=== BACAAN ===
30 Oktober 2008

Mewujudkan Pendidikan Berkualitas

BENARKAH pendidikan di Tanah Air belum berkualitas? Pertanyaan sederhana itu cukup tepat guna mengawali perbincangan kondisi pendidikan Indonesia terkini. Memang diakui, pendidikan kita masih dilingkupi banyak persoalan. Secara umum, dikatakan pendidikan kita mengalami penurunan kualitas. Hal itu terlihat dari menurunnya kualitas dan penghargaan terhadap riset, serta penurunan kualitas sumber daya manusia.

Seperti disinggung Prof Komaruddin Hidayat (Rektor UIN Jakarta), potret penurunan kualitas pendidikan tidak lepas dari sejarah. Yakni, ketika bangsa Indonesia kehilangan momentum penting guna membangun dunia pendidikannya. Setelah merdeka, Indonesia sibuk dengan persoalan politik.

Padahal, di negara lain, seperti Jepang, selepas perang justru dimanfaatkan guna membangun sistem pendidikannya, terutama kualitas para gurunya.
Di tataran itu, kita bisa katakan kebijakan politik telah menjadi penyebab menurunnya kualitas pendidikan. Jelasnya, pada masa Orde Baru (Orba), hal penting yang lebih diperhatikan ialah eksploitasi sumber daya alam (SDA) ketimbang pembangunan intelektual melalui pendidikan. Akibatnya, pendidikan Indonesia kurang diperhatikan. Pada gilirannya, kelak terjadi pula kemandekan (stagnasi) pemikiran pendidikan.

=== KETENTUAN LATIHAN ===
• A. Jawablah berdasarkan teks tentang pendidikan Indonesia:
(i) Siapa yang disebut sebagai Rektor UIN Jakarta?
(ii) Negara mana yang memanfaatkan masa selepas perang untuk membangun sistem pendidikannya?
(iii) Pada masa Orde Baru, apa yang lebih diperhatikan ketimbang pembangunan intelektual melalui pendidikan?
• B. Tuliskan lanjutan teks tentang pendidikan Indonesia, mulai dari kalimat terakhirnya.
Materi di bawah ini berasal dari sumber yang berbeda.

=== INFORMASI ===
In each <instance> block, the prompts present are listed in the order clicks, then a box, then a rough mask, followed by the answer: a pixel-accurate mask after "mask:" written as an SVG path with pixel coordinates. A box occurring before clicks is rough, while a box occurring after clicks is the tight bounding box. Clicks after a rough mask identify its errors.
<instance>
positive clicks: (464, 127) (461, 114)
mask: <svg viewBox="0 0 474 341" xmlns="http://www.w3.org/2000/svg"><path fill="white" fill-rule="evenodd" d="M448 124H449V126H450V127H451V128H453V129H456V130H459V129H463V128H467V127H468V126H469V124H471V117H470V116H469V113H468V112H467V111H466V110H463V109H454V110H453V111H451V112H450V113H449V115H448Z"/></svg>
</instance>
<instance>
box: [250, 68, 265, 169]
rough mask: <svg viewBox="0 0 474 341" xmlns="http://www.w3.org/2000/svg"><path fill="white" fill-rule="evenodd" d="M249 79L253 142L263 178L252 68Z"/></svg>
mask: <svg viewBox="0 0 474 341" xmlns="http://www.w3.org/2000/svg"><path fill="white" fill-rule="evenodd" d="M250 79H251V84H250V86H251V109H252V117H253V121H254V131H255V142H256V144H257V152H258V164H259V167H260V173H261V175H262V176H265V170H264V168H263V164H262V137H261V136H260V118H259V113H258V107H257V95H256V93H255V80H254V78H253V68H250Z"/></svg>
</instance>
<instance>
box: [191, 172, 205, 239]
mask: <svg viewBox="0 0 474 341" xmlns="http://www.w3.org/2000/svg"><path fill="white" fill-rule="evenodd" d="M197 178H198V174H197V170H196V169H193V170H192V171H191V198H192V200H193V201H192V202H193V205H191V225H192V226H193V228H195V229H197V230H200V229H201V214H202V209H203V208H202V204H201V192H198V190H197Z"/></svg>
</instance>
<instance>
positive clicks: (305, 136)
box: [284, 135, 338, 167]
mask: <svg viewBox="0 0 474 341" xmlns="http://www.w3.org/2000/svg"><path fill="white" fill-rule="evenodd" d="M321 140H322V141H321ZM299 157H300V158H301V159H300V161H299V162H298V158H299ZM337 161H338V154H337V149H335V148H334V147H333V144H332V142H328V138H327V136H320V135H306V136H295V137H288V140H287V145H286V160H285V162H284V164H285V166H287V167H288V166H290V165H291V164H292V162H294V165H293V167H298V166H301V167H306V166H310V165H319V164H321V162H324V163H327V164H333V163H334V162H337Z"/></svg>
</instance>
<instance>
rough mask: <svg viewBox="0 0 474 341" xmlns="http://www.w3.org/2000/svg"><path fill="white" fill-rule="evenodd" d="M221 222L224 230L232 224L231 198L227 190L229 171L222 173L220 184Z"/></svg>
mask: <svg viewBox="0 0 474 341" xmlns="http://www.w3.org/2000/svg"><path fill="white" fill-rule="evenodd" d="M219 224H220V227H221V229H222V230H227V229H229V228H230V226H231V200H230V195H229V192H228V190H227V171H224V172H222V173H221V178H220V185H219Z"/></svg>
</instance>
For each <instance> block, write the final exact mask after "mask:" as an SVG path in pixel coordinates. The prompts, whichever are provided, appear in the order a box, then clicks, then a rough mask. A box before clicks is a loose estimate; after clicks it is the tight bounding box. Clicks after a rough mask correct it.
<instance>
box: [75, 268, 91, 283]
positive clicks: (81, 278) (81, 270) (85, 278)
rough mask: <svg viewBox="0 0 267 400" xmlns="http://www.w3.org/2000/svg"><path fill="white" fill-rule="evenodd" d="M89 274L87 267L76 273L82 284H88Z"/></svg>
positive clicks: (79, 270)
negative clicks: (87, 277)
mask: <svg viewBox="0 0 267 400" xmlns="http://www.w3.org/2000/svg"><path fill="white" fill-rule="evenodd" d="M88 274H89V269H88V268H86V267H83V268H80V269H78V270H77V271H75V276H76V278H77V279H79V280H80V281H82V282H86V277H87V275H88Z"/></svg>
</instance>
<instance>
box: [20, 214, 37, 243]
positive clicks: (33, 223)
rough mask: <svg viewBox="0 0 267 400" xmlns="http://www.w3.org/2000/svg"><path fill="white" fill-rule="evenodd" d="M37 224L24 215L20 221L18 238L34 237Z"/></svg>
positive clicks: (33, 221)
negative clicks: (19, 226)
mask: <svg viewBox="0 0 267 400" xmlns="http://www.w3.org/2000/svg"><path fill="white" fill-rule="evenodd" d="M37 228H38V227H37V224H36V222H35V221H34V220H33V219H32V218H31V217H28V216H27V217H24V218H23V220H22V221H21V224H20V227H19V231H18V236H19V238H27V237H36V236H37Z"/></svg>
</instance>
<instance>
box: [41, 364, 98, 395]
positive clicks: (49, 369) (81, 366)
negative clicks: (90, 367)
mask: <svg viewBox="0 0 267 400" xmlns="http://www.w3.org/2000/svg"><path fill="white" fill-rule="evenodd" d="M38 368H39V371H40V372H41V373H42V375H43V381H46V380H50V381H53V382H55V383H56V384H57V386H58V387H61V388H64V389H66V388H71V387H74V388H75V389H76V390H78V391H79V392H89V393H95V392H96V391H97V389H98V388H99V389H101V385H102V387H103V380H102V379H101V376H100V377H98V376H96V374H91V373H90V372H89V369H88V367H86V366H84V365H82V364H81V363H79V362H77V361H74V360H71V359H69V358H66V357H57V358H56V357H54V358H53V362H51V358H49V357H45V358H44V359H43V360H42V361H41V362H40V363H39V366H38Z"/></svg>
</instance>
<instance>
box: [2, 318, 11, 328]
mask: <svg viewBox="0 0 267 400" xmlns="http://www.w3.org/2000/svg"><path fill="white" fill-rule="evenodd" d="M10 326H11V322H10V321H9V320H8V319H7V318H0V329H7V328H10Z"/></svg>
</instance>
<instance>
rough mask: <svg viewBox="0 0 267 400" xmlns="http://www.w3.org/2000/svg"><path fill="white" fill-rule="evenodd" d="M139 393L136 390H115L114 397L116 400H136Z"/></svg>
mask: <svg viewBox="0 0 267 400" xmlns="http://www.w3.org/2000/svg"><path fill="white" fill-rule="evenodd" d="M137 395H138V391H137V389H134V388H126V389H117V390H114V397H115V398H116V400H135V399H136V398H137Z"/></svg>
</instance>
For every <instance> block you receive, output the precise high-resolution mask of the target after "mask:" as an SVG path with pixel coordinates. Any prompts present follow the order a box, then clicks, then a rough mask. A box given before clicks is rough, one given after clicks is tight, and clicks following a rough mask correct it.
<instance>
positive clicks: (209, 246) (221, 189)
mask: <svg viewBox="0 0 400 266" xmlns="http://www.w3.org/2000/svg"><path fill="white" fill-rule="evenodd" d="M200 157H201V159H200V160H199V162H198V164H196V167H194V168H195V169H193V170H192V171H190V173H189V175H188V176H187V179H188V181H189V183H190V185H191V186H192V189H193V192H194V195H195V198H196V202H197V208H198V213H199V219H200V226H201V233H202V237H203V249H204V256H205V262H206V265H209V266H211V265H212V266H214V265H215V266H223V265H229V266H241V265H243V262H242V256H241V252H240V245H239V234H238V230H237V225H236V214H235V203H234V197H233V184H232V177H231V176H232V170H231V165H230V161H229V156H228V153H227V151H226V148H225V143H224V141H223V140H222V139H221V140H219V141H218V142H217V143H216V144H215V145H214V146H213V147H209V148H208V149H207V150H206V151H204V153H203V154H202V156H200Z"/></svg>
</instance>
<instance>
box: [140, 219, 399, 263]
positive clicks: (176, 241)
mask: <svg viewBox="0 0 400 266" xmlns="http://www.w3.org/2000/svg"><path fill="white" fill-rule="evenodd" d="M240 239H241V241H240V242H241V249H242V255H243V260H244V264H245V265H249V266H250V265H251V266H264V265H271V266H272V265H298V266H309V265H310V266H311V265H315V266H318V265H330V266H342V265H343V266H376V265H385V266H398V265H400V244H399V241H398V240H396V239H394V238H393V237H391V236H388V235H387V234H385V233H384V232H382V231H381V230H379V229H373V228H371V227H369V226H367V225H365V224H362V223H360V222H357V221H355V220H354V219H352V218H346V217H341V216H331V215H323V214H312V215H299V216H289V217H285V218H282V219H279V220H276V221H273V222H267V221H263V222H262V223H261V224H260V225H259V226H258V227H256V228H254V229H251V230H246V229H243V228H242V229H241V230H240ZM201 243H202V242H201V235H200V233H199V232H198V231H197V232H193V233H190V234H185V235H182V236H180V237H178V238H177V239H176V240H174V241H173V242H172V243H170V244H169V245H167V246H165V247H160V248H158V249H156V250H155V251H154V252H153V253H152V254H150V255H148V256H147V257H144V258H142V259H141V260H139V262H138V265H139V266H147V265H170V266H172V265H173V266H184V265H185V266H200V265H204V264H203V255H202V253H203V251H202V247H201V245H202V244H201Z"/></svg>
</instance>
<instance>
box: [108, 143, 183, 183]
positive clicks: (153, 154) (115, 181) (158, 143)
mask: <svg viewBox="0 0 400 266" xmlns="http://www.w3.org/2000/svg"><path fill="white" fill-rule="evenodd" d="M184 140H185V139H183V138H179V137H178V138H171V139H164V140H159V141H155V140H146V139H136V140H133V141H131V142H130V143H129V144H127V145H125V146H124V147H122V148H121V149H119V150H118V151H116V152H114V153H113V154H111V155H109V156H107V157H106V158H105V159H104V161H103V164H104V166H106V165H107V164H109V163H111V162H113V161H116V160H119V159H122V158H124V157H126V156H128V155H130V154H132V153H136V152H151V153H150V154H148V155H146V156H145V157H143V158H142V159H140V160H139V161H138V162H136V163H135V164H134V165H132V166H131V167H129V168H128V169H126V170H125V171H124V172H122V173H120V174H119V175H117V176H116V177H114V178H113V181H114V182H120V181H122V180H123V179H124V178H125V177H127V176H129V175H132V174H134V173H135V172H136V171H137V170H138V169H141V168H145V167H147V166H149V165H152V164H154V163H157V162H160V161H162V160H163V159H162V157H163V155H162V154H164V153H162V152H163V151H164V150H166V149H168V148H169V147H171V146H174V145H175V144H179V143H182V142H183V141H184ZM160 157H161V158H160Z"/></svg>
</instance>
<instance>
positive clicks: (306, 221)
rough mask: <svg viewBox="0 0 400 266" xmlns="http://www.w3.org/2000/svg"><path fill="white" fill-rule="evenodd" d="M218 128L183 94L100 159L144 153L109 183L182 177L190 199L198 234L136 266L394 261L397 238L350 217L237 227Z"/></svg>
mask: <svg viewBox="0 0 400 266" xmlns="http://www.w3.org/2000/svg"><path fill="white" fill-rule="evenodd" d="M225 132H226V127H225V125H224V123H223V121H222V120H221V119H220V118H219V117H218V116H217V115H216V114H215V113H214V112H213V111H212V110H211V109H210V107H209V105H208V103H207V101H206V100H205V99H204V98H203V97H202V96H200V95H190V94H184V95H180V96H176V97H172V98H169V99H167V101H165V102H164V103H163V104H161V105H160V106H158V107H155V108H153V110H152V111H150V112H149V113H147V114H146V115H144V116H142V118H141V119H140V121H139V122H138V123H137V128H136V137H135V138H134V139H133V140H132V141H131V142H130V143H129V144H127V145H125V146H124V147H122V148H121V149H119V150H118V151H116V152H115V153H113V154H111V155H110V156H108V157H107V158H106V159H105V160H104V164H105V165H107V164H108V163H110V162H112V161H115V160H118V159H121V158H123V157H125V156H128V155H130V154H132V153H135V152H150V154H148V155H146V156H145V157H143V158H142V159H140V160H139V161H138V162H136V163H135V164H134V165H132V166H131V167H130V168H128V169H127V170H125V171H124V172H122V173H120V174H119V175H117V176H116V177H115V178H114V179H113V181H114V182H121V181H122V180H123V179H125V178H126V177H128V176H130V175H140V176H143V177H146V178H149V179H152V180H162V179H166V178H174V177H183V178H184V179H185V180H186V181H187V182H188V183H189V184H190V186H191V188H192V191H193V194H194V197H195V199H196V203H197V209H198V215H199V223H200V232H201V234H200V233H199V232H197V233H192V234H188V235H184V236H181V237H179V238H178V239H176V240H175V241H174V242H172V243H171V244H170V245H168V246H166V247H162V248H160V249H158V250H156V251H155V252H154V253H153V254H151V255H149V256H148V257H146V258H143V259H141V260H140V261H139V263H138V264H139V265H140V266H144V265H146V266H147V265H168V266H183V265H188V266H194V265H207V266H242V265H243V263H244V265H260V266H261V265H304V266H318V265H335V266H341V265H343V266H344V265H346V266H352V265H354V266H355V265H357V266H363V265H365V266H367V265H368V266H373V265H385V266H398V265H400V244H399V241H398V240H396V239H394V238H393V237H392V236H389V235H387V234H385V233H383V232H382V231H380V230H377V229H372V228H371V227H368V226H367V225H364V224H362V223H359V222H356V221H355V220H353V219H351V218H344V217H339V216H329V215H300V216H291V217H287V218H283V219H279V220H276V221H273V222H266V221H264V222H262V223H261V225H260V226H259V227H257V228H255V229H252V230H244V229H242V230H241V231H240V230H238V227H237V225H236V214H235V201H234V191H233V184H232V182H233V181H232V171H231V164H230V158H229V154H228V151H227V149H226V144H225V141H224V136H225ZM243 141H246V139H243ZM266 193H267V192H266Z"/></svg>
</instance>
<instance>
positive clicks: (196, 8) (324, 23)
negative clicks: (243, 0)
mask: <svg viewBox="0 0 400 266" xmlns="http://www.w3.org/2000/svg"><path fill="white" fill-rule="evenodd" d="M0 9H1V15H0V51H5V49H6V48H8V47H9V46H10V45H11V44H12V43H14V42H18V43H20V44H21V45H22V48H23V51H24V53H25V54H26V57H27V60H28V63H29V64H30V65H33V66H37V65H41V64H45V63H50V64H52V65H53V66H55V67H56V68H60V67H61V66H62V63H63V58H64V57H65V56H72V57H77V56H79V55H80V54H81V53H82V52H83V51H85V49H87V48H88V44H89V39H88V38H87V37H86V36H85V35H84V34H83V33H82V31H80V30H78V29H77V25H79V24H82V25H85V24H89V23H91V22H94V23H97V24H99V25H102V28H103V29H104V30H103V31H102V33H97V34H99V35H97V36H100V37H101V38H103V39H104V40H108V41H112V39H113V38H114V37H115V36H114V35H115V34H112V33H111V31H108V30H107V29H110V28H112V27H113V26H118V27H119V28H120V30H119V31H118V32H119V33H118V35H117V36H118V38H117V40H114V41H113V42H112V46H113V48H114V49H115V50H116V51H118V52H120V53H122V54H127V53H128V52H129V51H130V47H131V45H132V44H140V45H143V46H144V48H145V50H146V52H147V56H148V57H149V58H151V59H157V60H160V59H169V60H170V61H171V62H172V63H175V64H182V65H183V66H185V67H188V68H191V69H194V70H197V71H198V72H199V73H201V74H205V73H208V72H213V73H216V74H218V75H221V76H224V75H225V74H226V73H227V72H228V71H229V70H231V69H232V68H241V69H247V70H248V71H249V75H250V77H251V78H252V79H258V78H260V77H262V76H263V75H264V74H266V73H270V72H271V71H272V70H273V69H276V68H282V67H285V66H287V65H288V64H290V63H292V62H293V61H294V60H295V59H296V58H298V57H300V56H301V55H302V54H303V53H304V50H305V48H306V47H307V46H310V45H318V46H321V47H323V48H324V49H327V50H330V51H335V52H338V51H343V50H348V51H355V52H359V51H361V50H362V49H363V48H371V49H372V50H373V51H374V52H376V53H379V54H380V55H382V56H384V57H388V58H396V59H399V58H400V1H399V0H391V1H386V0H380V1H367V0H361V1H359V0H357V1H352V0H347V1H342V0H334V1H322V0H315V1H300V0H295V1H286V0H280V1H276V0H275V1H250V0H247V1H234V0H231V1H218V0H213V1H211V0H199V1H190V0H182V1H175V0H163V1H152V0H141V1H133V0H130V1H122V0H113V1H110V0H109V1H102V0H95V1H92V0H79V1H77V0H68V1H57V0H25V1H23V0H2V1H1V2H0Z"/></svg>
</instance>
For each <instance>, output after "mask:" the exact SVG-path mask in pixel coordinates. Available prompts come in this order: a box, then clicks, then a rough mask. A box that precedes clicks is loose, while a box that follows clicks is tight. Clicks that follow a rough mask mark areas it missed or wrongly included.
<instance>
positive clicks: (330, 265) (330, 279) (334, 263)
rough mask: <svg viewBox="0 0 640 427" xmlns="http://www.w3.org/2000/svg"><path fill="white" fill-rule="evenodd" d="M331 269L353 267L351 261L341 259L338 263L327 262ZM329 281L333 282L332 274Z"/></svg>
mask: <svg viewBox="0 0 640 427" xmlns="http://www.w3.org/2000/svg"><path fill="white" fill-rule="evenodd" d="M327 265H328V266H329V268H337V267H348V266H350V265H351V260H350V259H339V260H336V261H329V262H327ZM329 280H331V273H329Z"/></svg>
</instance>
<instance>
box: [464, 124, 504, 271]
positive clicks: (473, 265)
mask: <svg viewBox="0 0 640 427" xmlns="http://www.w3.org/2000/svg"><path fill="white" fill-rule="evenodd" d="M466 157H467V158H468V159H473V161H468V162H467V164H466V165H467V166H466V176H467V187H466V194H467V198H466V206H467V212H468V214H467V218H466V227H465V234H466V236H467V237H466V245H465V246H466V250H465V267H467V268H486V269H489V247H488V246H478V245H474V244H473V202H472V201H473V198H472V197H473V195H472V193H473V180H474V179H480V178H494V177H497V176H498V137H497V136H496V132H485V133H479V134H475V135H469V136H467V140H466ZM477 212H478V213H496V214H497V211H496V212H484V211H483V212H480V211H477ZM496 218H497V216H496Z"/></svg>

=== JAWABAN TIAP TUGAS ===
• A.
(i) Prof Komaruddin Hidayat.
(ii) Jepang.
(iii) Eksploitasi sumber daya alam (SDA).

• B.
Mandeknya pemikiran tersebut disebabkan banyak faktor. Di antaranya, karena pemikiran-pemikiran yang berasal dari Barat lebih dikedepankan, baik dalam pembuatan kebijakan maupun praktik pendidikan. Misalnya, penerapan paradigma belajar yang lebih memusat ke guru (teacher center learning), padahal dalam Ki Hadjar Dewantara telah dikenal konsep guru yang ing ngarso sung tulada, ing madya mangun karsa, tut wuri handayani.

Selama ini, disadari atau tidak, pemikiran-pemikiran pendidikan dari budaya Timur tidak kita perhatikan. Ironisnya, kita justru bangga dengan menerima barang jadi dari Amerika, Eropa, atau Australia. Padahal, pemikiran-pemikiran dari budaya Timur, seperti Ki Hadjar Dewantara (Taman Siswa-Yogyakarta), Mohammad Sjafei (INS Kayutanam-Padang), KH Imam Zarkasyi (Pondok Modern Gontor-Ponorogo), atau lainnya cukup bagus.

Itu terbukti bahwa UNESCO kini justru mulai memakai pemikiran-pemikiran seperti yang digagas-bangun Ki Hadjar atau Sjafei. Untuk itulah, tanpa adanya keberpihakan politik (political will), pemikiran dari tokoh-tokoh lokal ataupun ide-ide pendidikan yang bersumber dari khasanah budaya sendiri tidak mungkin berkembang. Jika hal itu tidak direspon, kelak fenomena kemandekan pemikiran pendidikan masih terjadi di masa-masa mendatang.

Mengutip pendapat Bedjo Sujanto (2006), gagasan-gagasan orisinal dalam pendidikan sebenarnya terus bermunculan, termasuk dalam wujud sekolah-sekolah alternatif. Akan tetapi, eksperimen tersebut tidak bisa berkembang menjadi pemikiran pendidikan karena keberadaan mereka belum diterima dengan lapang dada. Itu terbukti dari masih minimnya perhatian pemerintah daerah terhadap sekolah-sekolah alternatif.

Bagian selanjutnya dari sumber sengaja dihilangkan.